TEXT EXTRACT:

* start *

Friday, March 18, 2011

The View of the Great Perfection

Many regard the pinnacle of Buddhist theory and practice to be the Great Perfection system of theory and practice resulting in perfect spiritual awakening. According to this view, the physical world, the form realm, and the formless realm all emerge from an implicate unity of the absolute space of phenomena (dharmadhatu), primordial consciousness (jnana), and a primal energy (jnana-prana) that is indivisible from both space and consciousness. The absolute space of phenomena is not to be confused with relative space; rather, it is the ultimate dimension of reality out of which space, time, energy, matter, and mind all emerge. This primordial unity of space, consciousness, and energy is the ultimate implicate order.

* end *

ROWS:
* start *

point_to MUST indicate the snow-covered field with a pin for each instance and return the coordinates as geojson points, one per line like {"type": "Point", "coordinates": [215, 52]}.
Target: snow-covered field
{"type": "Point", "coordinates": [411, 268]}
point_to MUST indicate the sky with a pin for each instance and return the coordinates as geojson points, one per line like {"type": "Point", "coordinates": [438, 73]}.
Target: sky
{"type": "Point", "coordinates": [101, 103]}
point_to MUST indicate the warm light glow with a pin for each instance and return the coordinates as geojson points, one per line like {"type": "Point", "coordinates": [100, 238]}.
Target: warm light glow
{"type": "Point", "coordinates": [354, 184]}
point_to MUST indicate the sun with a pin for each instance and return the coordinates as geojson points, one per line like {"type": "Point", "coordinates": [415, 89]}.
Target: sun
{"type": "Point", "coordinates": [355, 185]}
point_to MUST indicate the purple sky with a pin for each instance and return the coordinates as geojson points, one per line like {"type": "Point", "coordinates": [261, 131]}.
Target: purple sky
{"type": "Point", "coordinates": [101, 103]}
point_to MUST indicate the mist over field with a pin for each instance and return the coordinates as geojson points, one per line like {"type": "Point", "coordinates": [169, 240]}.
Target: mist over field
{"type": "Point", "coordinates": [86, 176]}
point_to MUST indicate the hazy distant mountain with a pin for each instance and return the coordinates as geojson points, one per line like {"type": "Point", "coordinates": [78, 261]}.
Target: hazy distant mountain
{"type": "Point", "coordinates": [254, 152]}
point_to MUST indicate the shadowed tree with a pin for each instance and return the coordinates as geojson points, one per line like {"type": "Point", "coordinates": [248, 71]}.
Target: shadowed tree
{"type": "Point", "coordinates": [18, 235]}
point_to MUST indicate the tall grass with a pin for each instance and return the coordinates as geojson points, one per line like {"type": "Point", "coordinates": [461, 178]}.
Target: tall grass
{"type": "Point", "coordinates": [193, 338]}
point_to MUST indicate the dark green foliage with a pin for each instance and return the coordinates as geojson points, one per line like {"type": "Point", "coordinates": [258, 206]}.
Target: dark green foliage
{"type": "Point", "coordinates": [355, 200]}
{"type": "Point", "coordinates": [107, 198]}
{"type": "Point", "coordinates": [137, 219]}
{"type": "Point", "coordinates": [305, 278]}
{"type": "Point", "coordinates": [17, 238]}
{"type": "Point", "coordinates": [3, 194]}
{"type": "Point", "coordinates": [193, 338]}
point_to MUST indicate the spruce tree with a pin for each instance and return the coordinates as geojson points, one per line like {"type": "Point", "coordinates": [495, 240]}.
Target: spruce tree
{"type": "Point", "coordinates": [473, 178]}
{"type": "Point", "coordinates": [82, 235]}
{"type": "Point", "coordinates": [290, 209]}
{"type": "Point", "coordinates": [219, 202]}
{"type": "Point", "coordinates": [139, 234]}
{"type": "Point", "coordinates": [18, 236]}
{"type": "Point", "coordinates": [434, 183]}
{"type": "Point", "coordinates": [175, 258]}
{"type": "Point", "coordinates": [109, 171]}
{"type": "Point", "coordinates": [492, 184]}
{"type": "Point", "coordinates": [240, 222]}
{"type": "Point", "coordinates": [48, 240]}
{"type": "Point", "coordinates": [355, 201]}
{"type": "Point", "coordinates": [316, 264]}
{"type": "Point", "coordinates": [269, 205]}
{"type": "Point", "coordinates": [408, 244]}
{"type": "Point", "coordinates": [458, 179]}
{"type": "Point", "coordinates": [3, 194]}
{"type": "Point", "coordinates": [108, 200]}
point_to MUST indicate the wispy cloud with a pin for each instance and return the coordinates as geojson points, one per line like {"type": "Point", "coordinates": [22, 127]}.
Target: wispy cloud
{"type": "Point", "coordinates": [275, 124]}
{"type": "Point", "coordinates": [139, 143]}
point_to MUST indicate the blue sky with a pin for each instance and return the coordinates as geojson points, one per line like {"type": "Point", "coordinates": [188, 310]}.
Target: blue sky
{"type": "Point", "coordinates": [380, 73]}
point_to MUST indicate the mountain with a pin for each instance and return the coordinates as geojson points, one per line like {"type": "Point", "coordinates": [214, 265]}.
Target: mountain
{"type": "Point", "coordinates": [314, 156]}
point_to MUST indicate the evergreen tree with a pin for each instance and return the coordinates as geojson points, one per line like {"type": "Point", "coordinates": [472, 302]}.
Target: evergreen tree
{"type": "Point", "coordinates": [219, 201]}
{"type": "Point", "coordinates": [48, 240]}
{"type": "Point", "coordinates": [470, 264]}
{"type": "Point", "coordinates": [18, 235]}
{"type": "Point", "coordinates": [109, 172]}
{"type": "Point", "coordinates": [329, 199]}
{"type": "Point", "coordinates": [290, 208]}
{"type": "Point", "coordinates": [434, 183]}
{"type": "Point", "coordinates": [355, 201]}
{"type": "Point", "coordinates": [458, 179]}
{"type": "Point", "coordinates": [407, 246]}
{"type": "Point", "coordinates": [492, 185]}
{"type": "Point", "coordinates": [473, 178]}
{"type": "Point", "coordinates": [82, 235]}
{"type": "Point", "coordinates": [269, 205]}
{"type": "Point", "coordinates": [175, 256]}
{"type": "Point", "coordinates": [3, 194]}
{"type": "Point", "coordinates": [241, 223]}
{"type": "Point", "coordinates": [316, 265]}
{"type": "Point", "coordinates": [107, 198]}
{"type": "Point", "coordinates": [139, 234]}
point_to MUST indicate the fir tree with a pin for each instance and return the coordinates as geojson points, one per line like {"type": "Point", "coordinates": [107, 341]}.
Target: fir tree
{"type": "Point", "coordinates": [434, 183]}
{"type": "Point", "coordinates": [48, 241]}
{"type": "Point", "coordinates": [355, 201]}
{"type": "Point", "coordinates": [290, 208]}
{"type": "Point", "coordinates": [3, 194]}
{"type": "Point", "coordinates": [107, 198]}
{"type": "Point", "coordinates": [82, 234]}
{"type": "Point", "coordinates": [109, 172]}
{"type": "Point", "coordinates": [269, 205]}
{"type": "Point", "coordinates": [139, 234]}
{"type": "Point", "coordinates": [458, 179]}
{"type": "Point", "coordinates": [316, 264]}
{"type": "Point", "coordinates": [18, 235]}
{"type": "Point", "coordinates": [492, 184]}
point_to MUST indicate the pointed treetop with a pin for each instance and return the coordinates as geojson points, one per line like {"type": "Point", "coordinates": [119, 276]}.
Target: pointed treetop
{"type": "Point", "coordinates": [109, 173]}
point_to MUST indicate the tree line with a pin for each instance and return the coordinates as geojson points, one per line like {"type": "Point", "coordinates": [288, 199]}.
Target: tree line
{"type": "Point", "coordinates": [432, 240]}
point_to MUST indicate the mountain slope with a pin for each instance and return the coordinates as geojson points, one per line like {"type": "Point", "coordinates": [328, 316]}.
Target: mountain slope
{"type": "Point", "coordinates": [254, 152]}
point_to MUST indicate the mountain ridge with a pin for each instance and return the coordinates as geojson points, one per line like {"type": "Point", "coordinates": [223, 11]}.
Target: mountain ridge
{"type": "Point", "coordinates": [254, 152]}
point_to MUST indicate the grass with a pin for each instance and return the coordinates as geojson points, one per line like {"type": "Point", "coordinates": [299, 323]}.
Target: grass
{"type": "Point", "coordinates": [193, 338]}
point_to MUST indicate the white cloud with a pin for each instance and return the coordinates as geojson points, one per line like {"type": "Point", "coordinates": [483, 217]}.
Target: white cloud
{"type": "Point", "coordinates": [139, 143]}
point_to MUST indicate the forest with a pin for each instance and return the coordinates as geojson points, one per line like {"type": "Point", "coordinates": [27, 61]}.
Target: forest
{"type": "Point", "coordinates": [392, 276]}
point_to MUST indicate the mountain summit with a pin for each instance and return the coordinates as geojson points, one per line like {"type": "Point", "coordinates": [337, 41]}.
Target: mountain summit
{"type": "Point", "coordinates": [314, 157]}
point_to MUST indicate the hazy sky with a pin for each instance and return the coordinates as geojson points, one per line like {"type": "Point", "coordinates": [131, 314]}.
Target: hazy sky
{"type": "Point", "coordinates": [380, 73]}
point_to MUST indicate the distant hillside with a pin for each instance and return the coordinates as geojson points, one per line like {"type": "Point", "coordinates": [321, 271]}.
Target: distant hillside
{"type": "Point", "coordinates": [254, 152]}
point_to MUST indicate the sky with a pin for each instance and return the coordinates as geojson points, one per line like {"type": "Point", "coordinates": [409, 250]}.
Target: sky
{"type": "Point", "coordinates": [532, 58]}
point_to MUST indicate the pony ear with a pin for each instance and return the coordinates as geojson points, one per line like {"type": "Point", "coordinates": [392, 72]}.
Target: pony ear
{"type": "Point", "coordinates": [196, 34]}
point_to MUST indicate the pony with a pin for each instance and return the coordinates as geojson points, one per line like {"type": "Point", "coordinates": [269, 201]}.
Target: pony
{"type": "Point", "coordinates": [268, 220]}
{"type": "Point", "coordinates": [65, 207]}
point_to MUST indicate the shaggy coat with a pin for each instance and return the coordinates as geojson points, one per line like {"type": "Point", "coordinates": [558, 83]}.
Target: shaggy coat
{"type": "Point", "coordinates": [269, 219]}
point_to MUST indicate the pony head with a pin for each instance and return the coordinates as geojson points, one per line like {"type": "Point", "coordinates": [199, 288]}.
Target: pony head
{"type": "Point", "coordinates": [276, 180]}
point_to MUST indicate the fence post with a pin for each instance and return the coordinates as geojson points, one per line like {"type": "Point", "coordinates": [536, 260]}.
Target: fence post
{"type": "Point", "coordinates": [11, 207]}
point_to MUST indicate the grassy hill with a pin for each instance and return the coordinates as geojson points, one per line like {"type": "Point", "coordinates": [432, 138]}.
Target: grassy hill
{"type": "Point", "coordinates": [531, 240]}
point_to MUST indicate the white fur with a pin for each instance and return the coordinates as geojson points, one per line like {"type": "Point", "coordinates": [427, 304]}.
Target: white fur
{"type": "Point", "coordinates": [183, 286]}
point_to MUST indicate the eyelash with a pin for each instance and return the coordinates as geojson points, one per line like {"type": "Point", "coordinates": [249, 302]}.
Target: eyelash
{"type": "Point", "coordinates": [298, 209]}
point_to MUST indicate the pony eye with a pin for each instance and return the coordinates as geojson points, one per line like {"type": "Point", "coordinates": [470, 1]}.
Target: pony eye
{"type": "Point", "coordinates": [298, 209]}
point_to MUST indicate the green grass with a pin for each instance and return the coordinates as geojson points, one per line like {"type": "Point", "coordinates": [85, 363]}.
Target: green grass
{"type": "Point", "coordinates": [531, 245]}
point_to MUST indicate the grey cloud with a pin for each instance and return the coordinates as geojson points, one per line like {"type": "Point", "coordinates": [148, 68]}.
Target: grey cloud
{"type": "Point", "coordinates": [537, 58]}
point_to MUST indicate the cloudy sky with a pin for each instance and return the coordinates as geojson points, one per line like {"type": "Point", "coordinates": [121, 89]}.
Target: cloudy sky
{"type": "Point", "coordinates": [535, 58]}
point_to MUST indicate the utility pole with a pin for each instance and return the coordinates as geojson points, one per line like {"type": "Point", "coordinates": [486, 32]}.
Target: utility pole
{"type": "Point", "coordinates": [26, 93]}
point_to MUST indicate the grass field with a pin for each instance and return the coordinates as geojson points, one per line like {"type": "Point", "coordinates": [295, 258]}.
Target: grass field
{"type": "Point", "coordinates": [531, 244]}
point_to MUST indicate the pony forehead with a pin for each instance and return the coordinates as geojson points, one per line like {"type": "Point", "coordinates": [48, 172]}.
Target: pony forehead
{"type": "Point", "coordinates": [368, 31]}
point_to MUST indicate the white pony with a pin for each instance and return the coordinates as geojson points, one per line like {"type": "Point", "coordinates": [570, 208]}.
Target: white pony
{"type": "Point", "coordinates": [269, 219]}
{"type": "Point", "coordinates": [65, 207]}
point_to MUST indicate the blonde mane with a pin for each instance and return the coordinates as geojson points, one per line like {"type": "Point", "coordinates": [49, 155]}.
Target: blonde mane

* end *

REQUIREMENTS:
**a.** List every line of the entries that contains the string "treetop", matching case exactly.
**b.** Carry the passage on the view of the Great Perfection forward from the point where it stops.

ANSWERS TO THE PROBLEMS:
**a.**
point_to MUST indicate the pointed treetop with a pin for each instance and return the coordinates as geojson points, one per line like {"type": "Point", "coordinates": [119, 276]}.
Target: pointed treetop

**b.**
Physicists have always set themselves the goal of understanding the objective universe as it exits independently of any relative observer, so their understanding of the melted and frozen vacuums is necessarily devoid of any notion of consciousness. This, as we have seen, may be a crucial limitation in their understanding of nature. Buddhists have always sought to understand the world of experience, not a purely objective world independent of experience. So in their understanding of nature, absolute space is not separate from primordial, nonlocal, time-transcending consciousness. And this ultimate consciousness is said to be imbued with unbounded knowledge and compassion and with a creative energy limited only by the natural laws of karma. This luminous space is the ground from which all possible worlds appear, and it is the ultimate nature of every observer's mind.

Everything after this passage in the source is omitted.